Entries from a pointing dataset:
# # # #
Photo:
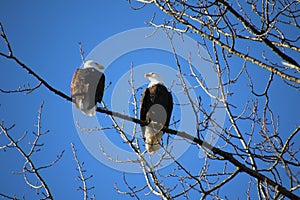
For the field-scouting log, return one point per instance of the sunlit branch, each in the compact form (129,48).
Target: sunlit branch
(81,176)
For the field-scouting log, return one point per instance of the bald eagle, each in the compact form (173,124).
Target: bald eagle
(156,108)
(87,87)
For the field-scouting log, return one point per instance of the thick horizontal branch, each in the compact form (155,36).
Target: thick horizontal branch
(225,155)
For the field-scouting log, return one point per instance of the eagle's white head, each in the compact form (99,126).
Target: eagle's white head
(93,64)
(155,78)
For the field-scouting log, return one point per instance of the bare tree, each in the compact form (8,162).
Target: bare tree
(238,36)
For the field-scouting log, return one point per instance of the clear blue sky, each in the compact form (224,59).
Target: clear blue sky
(45,36)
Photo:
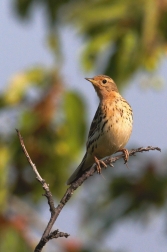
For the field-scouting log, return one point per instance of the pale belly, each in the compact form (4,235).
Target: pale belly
(114,135)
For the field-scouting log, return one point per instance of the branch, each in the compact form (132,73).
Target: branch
# # # #
### Required task
Copy out the part of the material that starts with the line containing "compact form (8,162)." and runs through the last line of the material, leaving out any pictures.

### Task answer
For the field-scouting log, return one point per instance of the bare tree, each in the compact form (8,162).
Target: bare tree
(238,36)
For the field-scouting log, return one point per instance of the clear blue sky, each in the compact form (224,59).
Target: clear blue sky
(45,36)
Photo:
For the field-scouting log, return one point per instance of the pale belly, each in the compact form (4,235).
Target: pale belly
(114,135)
For the field-scouting log, return one point per instance of the branch, each in the compact form (132,73).
Target: branch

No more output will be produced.